Dataset rows:
┄┄┄┄┄┄┄┄┄┄

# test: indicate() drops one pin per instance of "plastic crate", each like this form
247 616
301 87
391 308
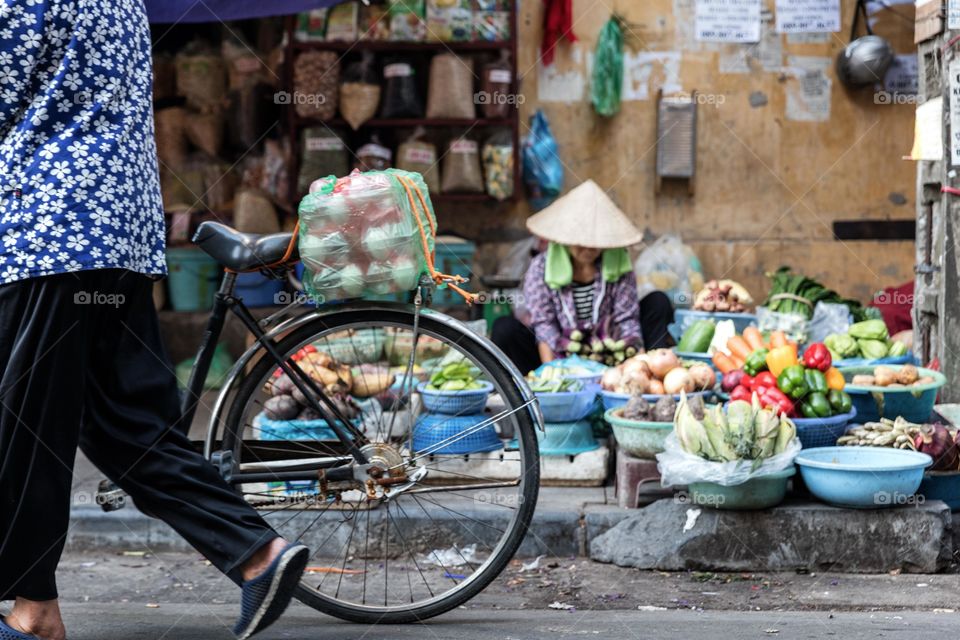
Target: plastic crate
454 257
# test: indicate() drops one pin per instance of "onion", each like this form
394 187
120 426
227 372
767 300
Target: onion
703 376
661 361
677 380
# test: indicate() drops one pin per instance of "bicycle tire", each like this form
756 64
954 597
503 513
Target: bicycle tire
493 361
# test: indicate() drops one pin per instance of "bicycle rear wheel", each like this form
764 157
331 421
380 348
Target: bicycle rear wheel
459 485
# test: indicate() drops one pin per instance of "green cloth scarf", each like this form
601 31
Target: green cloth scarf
614 264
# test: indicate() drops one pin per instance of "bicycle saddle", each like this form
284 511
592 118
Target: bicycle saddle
243 251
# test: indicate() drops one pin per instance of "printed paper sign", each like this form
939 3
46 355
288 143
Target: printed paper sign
728 20
805 16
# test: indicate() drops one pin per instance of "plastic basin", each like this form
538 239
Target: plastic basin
863 477
822 432
639 438
455 402
756 493
568 406
683 318
613 400
914 403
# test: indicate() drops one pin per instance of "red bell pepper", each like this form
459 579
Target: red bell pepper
740 392
817 356
765 379
777 400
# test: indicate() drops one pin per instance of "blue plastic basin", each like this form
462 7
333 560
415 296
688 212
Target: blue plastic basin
863 477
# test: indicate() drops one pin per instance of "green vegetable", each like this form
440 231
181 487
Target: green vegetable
872 349
897 349
816 405
816 381
869 330
697 337
840 401
842 345
792 381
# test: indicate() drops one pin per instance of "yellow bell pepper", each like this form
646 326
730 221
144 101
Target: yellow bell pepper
782 357
834 379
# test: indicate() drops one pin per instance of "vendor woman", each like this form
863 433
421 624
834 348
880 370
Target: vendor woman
583 281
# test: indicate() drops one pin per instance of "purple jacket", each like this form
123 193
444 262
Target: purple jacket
616 307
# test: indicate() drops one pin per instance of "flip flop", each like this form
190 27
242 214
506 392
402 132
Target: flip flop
9 633
267 596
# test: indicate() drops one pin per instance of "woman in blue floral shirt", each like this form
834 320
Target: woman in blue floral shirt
81 359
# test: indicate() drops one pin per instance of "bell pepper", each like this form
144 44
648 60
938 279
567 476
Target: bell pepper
840 401
741 393
816 405
775 399
780 358
817 356
792 381
764 379
756 362
816 380
834 379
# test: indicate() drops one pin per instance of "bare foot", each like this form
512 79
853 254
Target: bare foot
260 560
40 619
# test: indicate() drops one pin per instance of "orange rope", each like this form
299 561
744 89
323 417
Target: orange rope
438 278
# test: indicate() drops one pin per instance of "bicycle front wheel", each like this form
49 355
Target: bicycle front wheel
450 435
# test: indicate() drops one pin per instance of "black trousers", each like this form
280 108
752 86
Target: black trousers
517 340
82 363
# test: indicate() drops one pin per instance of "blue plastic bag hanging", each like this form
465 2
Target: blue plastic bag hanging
542 169
607 79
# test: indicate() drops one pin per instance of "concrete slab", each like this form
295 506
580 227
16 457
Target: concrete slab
673 535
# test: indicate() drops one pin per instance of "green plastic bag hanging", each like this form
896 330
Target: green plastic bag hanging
608 69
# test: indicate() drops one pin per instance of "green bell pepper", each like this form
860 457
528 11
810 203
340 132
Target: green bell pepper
792 381
816 381
840 401
756 362
816 405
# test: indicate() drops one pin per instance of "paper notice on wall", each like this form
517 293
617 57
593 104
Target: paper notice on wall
928 131
954 71
803 16
901 78
646 71
728 20
808 89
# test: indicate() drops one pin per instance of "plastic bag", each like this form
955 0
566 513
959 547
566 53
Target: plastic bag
359 235
828 317
498 165
678 467
322 154
461 168
360 91
450 93
608 69
670 266
542 169
400 96
418 155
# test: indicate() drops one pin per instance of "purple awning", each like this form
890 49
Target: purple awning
181 11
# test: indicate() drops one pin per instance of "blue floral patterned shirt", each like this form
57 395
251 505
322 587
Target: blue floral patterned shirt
79 186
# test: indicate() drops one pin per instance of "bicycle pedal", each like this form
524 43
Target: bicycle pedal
110 497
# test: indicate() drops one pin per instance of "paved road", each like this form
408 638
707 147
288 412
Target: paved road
212 622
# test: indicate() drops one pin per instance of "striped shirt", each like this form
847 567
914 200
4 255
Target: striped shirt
583 301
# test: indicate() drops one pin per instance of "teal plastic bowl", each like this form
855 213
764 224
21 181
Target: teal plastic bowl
914 403
863 477
757 493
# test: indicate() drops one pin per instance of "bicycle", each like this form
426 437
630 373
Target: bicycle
393 523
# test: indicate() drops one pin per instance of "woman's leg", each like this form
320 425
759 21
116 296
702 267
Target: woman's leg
517 341
656 313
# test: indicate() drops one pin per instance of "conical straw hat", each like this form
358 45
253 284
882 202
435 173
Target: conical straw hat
585 217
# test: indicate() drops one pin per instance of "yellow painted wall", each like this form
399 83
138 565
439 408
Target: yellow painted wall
767 188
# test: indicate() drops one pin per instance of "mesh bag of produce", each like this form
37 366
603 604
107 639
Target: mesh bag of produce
368 234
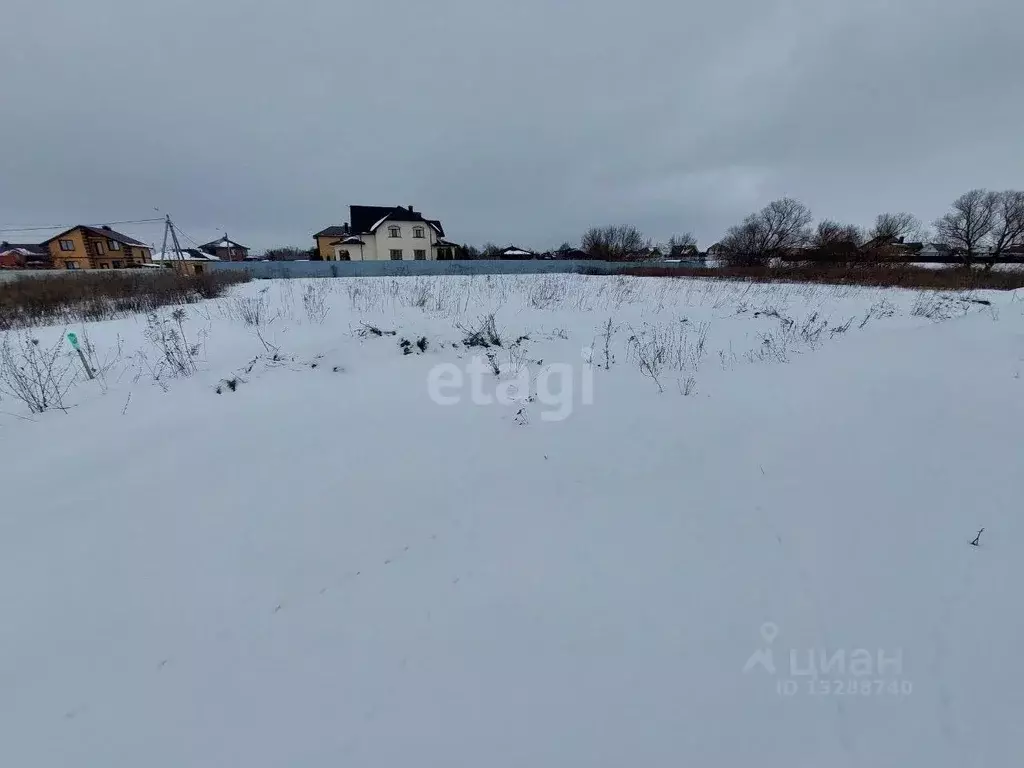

┄┄┄┄┄┄┄┄┄┄

Task description - Count the lines above that contain the word "wall", matching case exactly, and give only the number.

Solution for this problem - 4